QUOTED PASSAGE:

━━━━━━━━━━

Jones has also sponsored a bill to eliminate the military widows’ tax, which prevents the spouses of military service members who were killed in action from receiving their full benefits.
Service members are automatically enrolled in the Dependency and Indemnity Compensation (DIC) from the Veterans Administration, which provides around $15,000 per year to their families if they are killed in action, but many veterans pay out of their own pocket for additional coverage from the Survivor Benefit Plan (SBP).
Right now, any money that is received from the SBP is deducted from the DIC, meaning the families of service members are not getting all of the money that they should be getting, Jones said.
“They’re not getting the full benefit of what they paid for,” he said. “They’re getting roughly 55 percent of what they are due.”
Jones said the bill has received a lot of bipartisan support in both the Senate and House of Representatives, with around three-quarters of the Senate and more than 300 members of Congress signed on to help pass the bill as part of this year’s defense appropriation.
“It will cost some money, but it is money that I think is long overdue to these veterans’ spouses,” he said.
Jones took office after a special election in 2017 and is facing re-election next year, and he says wants his campaign to focus on the issues that really matter for the people of Alabama.
“We’re talking about issues that people care about on a daily basis,” he said. “Those issues that people talk about around their kitchen tables.”
One of those issues is the uncertainty surrounding the automotive tariffs that have been threatened as part of Trump’s trade war with China, which Jones says could put Alabama’s 57,000 automotive jobs in jeopardy. Jones’ view is that, with the tariffs on China and other countries, the U.S. should be able to turn to its allies for support — but, he believes, the president seems to be inciting trade wars with them as well.
The uncertainty that comes with trade wars is worrying the nation’s farmers, and the federal government is already paying out more bailout money to American farmers than it did to auto companies during the previous administration, said Jones.
“Farmers don’t want bailouts; they want markets,” he said. “And they’re scared of losing those markets.”
Jones has been outspoken against the president’s tariffs, and he is in favor of returning more power over trade and tariffs to the legislature, which he believes would let the nation form a coherent strategy in its trade policies.
Another issue is healthcare, which is not seeing the support it needs from the state that it needs to make sure the people of Alabama are able to receive the the medical care they require, said Jones. “The State of Alabama hasn’t invested in healthcare for the people of Alabama,” he said.
In Jones’ estimation, Cullman is faring better than most areas with Cullman Regional’s continued expansion. But, he added, other hospitals are struggling around the state, and Jones is in favor of expanding Medicaid in the state to open up more federal funding. “We’re seeing rural hospitals closing left and right,” he said.
Jones said people have allowed politicians to divide them, whether it’s on social issues or other things, but he hopes the people of the state can see the work he is doing to support them.
“I want people to understand what I have been doing for them on a state and local level,” he said. “We’re not going to let people divide us. Our campaign is one Alabama for everyone. We want to make sure the people of Cullman are treated the same as people in Birmingham, that the people in the Black Belt — Hale County, Marengo County — are treated the same as the people in Madison County. At the end of the day, we all want the same things.”

━━━━━━━━━━

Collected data
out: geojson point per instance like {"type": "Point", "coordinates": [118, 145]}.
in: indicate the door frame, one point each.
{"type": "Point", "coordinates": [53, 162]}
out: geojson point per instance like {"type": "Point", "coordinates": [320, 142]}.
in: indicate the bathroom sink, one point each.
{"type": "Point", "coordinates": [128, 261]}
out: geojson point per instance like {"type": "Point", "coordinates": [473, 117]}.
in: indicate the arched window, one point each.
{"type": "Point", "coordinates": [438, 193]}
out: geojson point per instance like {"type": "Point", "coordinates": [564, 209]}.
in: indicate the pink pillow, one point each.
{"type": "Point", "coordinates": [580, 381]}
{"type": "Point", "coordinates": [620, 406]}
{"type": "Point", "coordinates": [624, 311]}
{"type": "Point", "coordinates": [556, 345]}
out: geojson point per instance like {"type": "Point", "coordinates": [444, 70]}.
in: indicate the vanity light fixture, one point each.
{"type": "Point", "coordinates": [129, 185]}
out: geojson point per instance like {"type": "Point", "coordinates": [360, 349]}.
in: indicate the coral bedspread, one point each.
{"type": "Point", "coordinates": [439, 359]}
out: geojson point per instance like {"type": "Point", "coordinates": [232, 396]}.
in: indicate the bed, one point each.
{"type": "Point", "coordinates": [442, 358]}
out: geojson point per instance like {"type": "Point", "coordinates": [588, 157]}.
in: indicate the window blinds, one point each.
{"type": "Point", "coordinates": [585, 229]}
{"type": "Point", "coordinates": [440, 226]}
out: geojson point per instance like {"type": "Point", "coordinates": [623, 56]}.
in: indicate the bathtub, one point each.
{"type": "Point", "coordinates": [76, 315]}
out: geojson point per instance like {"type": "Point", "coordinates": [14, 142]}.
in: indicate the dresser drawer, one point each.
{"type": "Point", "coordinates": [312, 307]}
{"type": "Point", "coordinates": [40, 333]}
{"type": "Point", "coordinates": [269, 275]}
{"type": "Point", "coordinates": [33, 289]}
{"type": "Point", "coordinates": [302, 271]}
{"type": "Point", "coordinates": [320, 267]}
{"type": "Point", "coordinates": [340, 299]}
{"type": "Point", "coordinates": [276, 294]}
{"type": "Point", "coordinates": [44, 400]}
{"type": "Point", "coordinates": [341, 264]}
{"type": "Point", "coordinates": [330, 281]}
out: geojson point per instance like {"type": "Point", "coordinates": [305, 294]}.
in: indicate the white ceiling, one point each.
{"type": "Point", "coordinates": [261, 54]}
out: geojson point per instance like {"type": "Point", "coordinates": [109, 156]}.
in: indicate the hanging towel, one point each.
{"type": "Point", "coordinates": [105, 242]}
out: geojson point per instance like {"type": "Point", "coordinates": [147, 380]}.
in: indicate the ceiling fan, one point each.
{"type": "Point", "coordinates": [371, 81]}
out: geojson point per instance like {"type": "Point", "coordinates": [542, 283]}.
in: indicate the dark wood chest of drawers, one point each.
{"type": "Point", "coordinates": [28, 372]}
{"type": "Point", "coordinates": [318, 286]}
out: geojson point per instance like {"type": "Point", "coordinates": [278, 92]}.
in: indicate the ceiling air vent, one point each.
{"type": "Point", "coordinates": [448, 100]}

━━━━━━━━━━

EXERCISE REQUIREMENTS:
a: Quote the article on Jones word for word, from "In Jones’ estimation, Cullman" up to and including "to support them.".
b: According to the article on Jones, how many automotive jobs in Alabama could the threatened tariffs put in jeopardy?

RESULTS IN ORDER:
a:
In Jones’ estimation, Cullman is faring better than most areas with Cullman Regional’s continued expansion. But, he added, other hospitals are struggling around the state, and Jones is in favor of expanding Medicaid in the state to open up more federal funding. “We’re seeing rural hospitals closing left and right,” he said.
Jones said people have allowed politicians to divide them, whether it’s on social issues or other things, but he hopes the people of the state can see the work he is doing to support them.

b: 57,000 automotive jobs.